*REQUIRED ACTIONS*
1/ List every piece of the cowboy's outfit and gear that the Tombstone joke describes as silver.
2/ Reproduce the Tombstone joke word for word, from "The barkeep could" up to and including "eyes and said..........".
3/ In the Tombstone joke, where did the barkeep find the cowboy's missing horse?

*TEXT EXTRACT*

•••

# Tombstone



## badger (May 9, 2005)

A cowboy rode into town
Dressed all in black, with black stetson, silver hatband, silver buckle and a pair of matching pearl handled, silver colt 45's.

He rode a jet black, fine looking stallion and had a saddle of finest black leather with solid silver trimmings.

The cowboy dismounted , tied his horse outside the saloon and strolled in up to the bar.

"Barkeep" said the cowboy, "I'll have a shot of your finest whiskey, and barkeep, you see that thar horse outside with the fine black leather saddle and silver trimmings", I sure do said the barkeep, "well I want you to keep your eye out fer that thar hos, I don't want anything happening to it, or the same thing will happen here, that happened in Tombstone" Ok said the barkeep in a trembling voice. 

A while passed, with the cowboy downing a few more whiskies and the barkeep looked up and saw to his horror, that the cowboys horse had gone.

The cowboy saw the look on the barkeeps face and looked to where his horse had been.

Barkeep, I'll have another whiskey, and if my horse isn't returned by the time I've finished it, then the same thing will happen here, that happened in Tombstone.

The barkeep served another whisky with trembling hands, then ran outside to look for the cowboys horse. Sure enough, to his relief, the barkeep found it around the next corner, and he hurried to return it to the hitching rail outside the saloon.

The cowboy finished his whiskey, turned and left the bar, and mounted his fine black stallion with the black leather saddle and silver trimmings.

The barkeep could stand the suspense no longer, and rushed outside before the cowboy rode away.

"Cowboy" said the barkeep "I gotta know, what did happen in Tombstone?"

The cowboy pulled his black stetson down over his eyes and said..........

I Had to walk home !!!!!!!!!!


----------



## Riggy (May 9, 2005)

•••

*DATA LINES*
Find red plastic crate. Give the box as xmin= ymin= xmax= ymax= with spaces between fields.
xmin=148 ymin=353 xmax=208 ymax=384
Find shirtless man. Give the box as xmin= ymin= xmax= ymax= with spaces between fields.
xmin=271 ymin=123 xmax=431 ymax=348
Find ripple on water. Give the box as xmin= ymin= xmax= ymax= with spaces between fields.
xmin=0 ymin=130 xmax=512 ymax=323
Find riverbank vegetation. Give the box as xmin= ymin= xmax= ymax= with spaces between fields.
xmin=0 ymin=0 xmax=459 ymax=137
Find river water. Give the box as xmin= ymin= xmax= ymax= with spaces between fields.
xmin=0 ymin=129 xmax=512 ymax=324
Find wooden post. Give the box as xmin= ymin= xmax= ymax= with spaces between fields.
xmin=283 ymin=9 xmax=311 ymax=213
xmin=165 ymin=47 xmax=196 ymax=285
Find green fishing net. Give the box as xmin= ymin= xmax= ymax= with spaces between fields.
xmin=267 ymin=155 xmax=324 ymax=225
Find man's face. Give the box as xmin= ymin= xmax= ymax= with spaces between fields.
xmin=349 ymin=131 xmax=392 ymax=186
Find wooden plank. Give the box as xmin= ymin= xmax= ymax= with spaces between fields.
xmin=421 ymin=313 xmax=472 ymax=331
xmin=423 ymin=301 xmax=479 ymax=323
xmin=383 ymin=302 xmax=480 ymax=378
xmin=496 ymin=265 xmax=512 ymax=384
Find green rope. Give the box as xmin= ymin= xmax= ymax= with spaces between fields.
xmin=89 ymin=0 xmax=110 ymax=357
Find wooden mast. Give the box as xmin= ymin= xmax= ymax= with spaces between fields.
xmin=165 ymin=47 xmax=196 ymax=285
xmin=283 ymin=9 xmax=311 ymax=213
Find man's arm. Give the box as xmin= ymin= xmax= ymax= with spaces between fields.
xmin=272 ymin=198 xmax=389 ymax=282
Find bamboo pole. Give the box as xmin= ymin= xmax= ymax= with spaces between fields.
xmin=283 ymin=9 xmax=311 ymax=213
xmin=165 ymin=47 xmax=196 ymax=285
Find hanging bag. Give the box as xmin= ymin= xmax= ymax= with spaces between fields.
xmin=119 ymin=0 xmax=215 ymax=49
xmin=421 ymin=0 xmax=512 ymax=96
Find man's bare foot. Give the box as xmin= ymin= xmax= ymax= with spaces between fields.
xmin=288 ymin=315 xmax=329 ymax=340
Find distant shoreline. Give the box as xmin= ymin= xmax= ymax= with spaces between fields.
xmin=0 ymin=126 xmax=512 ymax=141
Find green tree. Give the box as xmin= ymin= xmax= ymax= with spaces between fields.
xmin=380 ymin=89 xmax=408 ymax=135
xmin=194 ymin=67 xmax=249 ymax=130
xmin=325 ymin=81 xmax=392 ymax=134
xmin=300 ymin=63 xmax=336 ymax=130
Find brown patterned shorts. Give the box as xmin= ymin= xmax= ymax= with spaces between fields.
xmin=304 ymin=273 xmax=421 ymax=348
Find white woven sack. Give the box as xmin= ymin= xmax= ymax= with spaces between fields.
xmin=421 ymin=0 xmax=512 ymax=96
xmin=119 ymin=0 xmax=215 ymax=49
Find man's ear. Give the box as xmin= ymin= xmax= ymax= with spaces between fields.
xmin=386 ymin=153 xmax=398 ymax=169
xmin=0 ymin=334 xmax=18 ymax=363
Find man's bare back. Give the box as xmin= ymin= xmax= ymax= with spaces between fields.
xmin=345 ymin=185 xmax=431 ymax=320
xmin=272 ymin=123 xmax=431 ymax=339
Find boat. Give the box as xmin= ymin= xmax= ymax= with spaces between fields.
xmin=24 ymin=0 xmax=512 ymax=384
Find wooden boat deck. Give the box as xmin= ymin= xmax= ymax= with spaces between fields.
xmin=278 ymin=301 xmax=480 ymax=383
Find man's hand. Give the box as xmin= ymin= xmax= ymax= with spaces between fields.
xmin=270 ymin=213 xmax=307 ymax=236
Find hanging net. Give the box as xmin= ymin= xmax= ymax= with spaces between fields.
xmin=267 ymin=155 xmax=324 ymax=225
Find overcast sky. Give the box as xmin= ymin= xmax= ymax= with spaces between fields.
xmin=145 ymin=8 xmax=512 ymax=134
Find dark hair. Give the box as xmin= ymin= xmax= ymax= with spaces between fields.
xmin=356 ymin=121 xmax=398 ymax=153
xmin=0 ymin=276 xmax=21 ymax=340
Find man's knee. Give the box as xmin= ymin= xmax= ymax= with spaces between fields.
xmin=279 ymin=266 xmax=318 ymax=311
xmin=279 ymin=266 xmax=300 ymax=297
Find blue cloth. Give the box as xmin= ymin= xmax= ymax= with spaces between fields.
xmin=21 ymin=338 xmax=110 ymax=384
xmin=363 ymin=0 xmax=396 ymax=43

•••

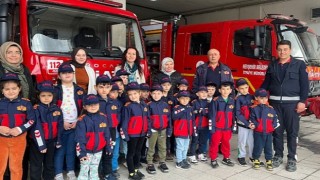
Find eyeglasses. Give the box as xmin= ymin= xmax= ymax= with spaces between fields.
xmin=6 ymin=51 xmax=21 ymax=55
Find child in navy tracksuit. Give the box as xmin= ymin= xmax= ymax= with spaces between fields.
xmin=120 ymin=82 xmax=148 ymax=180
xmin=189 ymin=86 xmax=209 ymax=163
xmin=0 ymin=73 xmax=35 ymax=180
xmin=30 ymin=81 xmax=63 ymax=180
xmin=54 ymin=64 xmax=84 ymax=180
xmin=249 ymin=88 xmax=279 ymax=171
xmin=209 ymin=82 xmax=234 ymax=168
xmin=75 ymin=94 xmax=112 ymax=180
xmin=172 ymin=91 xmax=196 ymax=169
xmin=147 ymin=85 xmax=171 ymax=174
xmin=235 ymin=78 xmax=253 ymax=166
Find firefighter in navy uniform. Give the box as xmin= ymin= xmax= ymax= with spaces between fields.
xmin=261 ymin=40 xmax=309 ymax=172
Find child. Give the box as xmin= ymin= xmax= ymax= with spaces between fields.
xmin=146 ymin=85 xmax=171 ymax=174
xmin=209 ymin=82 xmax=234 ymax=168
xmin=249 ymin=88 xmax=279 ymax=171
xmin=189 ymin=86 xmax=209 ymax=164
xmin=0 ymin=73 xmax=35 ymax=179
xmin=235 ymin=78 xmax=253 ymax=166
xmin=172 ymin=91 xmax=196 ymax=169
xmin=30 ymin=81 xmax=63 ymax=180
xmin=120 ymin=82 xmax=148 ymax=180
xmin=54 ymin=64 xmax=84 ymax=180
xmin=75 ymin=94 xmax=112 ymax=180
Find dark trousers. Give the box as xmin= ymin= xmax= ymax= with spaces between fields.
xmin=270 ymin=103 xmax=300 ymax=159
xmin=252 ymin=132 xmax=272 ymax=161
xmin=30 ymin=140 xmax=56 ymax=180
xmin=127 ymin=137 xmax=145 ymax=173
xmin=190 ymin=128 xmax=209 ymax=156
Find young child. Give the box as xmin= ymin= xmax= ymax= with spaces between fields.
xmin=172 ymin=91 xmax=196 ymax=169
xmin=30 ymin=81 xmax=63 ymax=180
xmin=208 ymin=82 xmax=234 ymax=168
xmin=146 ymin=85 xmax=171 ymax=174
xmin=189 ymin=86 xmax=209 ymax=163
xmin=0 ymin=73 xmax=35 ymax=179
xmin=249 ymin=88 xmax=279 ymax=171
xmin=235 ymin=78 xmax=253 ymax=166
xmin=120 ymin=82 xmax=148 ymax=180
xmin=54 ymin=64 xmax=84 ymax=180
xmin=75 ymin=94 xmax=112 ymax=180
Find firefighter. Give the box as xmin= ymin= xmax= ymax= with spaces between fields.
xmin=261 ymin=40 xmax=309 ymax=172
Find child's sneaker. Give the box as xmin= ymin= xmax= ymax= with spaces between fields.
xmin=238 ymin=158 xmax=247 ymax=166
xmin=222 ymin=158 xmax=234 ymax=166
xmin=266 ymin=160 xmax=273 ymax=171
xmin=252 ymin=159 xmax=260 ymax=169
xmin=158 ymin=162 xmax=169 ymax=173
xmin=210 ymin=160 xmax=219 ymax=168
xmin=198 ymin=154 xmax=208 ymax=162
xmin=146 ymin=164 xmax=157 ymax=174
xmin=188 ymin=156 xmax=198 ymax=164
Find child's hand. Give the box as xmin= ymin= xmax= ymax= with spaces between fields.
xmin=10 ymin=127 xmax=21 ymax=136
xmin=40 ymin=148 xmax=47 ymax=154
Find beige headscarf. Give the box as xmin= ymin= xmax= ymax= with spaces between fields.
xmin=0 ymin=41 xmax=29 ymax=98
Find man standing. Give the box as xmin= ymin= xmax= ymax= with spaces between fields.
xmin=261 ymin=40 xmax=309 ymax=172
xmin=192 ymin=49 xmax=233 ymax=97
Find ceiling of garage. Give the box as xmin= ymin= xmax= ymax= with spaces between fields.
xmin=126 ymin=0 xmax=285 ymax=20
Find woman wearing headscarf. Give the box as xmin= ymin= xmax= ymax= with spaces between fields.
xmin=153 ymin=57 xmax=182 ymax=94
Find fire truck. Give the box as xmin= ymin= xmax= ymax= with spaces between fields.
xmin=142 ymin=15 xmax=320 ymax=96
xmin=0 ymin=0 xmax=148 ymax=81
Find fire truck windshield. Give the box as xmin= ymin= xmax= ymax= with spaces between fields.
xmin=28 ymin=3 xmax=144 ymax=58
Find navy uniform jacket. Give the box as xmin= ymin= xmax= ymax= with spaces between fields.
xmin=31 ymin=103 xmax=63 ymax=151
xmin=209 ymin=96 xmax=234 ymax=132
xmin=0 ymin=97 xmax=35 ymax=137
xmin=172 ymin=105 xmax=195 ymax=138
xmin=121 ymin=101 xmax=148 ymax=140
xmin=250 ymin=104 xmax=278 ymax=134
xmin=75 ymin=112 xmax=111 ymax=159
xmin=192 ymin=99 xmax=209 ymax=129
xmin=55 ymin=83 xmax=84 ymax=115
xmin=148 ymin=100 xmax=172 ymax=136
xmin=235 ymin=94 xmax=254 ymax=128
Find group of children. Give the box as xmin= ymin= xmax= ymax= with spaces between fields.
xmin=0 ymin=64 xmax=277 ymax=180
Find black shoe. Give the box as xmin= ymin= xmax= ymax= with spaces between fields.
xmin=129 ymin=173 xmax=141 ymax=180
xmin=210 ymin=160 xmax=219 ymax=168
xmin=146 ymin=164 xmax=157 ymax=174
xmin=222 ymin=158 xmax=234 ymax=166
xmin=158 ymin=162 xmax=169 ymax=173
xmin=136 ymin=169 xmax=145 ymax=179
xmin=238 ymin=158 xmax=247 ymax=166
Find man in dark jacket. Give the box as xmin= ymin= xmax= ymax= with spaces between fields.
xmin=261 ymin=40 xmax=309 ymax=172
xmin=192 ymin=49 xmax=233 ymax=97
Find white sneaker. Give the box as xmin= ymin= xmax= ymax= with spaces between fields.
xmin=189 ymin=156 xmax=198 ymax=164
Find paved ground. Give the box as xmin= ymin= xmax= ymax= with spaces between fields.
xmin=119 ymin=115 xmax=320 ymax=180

•••

*RESPONSES PER TASK*
1/
- hatband
- buckle
- pair of pearl-handled colt 45's
- saddle trimmings

2/
The barkeep could stand the suspense no longer, and rushed outside before the cowboy rode away.

"Cowboy" said the barkeep "I gotta know, what did happen in Tombstone?"

The cowboy pulled his black stetson down over his eyes and said..........

3/ Around the next corner.